Copy out the items that follow, switching each "Point out" to "Mark" and keeping everything else the same.

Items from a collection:
— BEGIN —

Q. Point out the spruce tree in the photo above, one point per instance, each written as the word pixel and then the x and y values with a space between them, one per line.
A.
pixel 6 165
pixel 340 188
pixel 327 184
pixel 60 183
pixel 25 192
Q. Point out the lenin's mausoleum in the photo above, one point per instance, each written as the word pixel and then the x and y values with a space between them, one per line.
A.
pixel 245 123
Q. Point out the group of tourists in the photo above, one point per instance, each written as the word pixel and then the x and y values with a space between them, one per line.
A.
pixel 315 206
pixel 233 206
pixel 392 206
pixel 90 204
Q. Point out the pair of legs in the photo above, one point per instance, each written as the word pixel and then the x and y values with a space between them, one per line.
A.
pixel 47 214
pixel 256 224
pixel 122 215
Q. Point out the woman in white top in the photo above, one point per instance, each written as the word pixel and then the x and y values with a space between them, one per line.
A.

— END —

### Task response
Q. Mark the spruce tree in the photo above, one point per instance, each written as the word pixel and then the x and y values with a space between them, one per line.
A.
pixel 6 165
pixel 340 188
pixel 327 184
pixel 60 183
pixel 25 192
Q. Mark the lenin's mausoleum in the photo above, one point per instance, each written as the word pixel and then the x and y values with a space between them, one per line.
A.
pixel 245 123
Q. Mark the group of tourists in the photo above, one point per instance, each written as the word pixel and then the x and y values with a space between them, one per line.
A.
pixel 315 206
pixel 233 206
pixel 392 206
pixel 90 204
Q. Mark the pair of legs in the photo above, one point per instance, each written as the word pixel and then the x and y values with a space between them, one per line.
A.
pixel 47 214
pixel 256 224
pixel 122 215
Q. Mark the woman in white top in the photo above, one point per instance, each written as the word pixel and then the x and y values with a space between them, one per line.
A.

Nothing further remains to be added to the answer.